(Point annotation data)
------------------------------------------------------------------------

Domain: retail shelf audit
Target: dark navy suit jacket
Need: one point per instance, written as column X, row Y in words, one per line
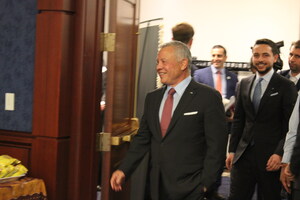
column 205, row 76
column 286, row 73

------------------------------------------------------------------------

Output the items above as a two-column CSV with the columns item_text and answer, one row per item. Put each item's text and its answer in a single quoted field, replace line breaks with spaces, and leave the pictures out.

[Task solution]:
item_text,answer
"Domain: retail shelf audit Target: dark navy suit jacket Need: one point per instance, written as column X, row Y in words, one per line","column 205, row 76 column 286, row 73"